__Reading passage__:
Start of Block
Specifically, the guidance states that:

  • the business is eligible to apply for a PPP loan regardless of the change in ownership, provided it meets other eligibility criteria;
  • the business is eligible even if the change results in the assignment of a new tax ID number and even if the acquiring business was formed after February 15th, 2020;
  • the acquiring business could rely on the historic payroll costs and headcount of the pre-existing business (unless the pre-existing company had already applied for and received a PPP loan), provided pre-sale operations were maintained.

See Paycheck Protection Program Loans, FAQ #38.

While this guidance is welcome news for buyers who acquired, or intend to acquire, existing companies prior to the target company receiving PPP loan proceeds, this presents an interesting result when considering that, per SOP 50 57 and SBA Procedural Notice 5000-19009, changes to ownership of a Borrower within twelve (12) months of final disbursement of an existing SBA 7(a) loan require SBA’s prior approval.
End of Block
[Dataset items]
Start of Block
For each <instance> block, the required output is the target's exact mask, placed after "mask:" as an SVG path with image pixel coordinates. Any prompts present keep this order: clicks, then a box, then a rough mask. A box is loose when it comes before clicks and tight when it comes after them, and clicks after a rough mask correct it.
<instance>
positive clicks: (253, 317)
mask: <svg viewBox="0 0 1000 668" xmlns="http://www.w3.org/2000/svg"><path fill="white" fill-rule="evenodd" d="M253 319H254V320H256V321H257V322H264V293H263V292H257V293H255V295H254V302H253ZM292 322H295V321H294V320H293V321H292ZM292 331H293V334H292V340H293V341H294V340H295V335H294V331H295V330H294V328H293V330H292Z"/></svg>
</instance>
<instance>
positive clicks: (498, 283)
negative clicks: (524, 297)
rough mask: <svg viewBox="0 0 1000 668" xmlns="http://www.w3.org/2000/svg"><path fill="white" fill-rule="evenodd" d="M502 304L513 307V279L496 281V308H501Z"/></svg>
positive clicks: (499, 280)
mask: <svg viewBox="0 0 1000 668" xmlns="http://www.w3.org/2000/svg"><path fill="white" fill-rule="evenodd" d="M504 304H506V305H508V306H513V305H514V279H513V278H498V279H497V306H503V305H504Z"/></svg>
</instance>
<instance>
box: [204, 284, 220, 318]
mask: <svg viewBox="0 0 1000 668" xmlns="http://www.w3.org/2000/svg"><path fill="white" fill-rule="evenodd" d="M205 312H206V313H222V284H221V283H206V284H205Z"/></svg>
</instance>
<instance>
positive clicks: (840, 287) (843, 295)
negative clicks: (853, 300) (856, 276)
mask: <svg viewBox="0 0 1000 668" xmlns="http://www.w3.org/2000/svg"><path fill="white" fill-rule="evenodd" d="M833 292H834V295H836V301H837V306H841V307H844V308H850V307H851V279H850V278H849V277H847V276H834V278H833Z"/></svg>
End of Block
__Job__: Copy the passage on PPP loan eligibility after an ownership change word for word, from "See Paycheck Protection" up to and including "SBA’s prior approval.".

__Response for this exercise__:
See Paycheck Protection Program Loans, FAQ #38.

While this guidance is welcome news for buyers who acquired, or intend to acquire, existing companies prior to the target company receiving PPP loan proceeds, this presents an interesting result when considering that, per SOP 50 57 and SBA Procedural Notice 5000-19009, changes to ownership of a Borrower within twelve (12) months of final disbursement of an existing SBA 7(a) loan require SBA’s prior approval.